§ **Stated goal**: Reproduce the entries below character for character, starting at the very beginning of the entries and ending at the line containing "[541,321,814,573]".

-- START Records --

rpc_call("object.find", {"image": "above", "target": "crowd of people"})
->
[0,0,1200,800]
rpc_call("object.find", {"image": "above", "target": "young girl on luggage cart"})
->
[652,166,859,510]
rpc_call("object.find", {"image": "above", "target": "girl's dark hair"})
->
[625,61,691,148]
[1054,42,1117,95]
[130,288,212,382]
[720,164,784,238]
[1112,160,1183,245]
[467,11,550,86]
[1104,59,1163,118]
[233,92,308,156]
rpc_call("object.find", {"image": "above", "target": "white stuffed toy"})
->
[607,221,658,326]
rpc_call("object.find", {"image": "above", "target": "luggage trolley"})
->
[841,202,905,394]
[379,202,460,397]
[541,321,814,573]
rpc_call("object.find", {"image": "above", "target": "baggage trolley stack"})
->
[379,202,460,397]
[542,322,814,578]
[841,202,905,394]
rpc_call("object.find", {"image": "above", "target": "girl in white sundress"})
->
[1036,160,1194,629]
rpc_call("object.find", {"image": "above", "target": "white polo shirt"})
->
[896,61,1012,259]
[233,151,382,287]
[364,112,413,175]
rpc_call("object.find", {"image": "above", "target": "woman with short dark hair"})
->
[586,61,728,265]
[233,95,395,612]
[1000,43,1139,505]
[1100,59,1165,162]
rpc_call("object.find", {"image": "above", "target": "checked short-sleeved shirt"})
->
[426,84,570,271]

-- END Records --

§ **Response**:
rpc_call("object.find", {"image": "above", "target": "crowd of people"})
->
[0,0,1200,800]
rpc_call("object.find", {"image": "above", "target": "young girl on luggage cart"})
->
[652,166,859,510]
rpc_call("object.find", {"image": "above", "target": "girl's dark hair"})
->
[625,61,691,148]
[1054,42,1117,95]
[130,288,212,382]
[720,164,784,238]
[1112,160,1183,245]
[467,11,550,86]
[1104,59,1163,118]
[233,92,308,156]
rpc_call("object.find", {"image": "above", "target": "white stuffed toy"})
->
[607,221,658,326]
rpc_call("object.find", {"image": "above", "target": "luggage trolley"})
->
[841,202,905,394]
[379,202,460,397]
[541,321,814,573]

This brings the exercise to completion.